Point-based annotation data:
***

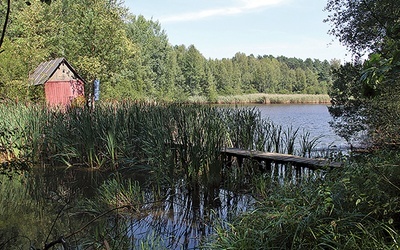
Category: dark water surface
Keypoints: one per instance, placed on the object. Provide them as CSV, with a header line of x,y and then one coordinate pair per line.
x,y
42,205
312,118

***

Required work:
Give all the data above as a two-column CSV with the headers text and answer. Each row should hold one text and its answer, each in a quoted field with line breaks changed to spaces, and the pictures left out.

Exercise output:
text,answer
"Category: dark water surface Keypoints: one per instance, placed on the object. Provide them as CSV, with a header line of x,y and then one coordinate pair per line.","x,y 42,205 312,118"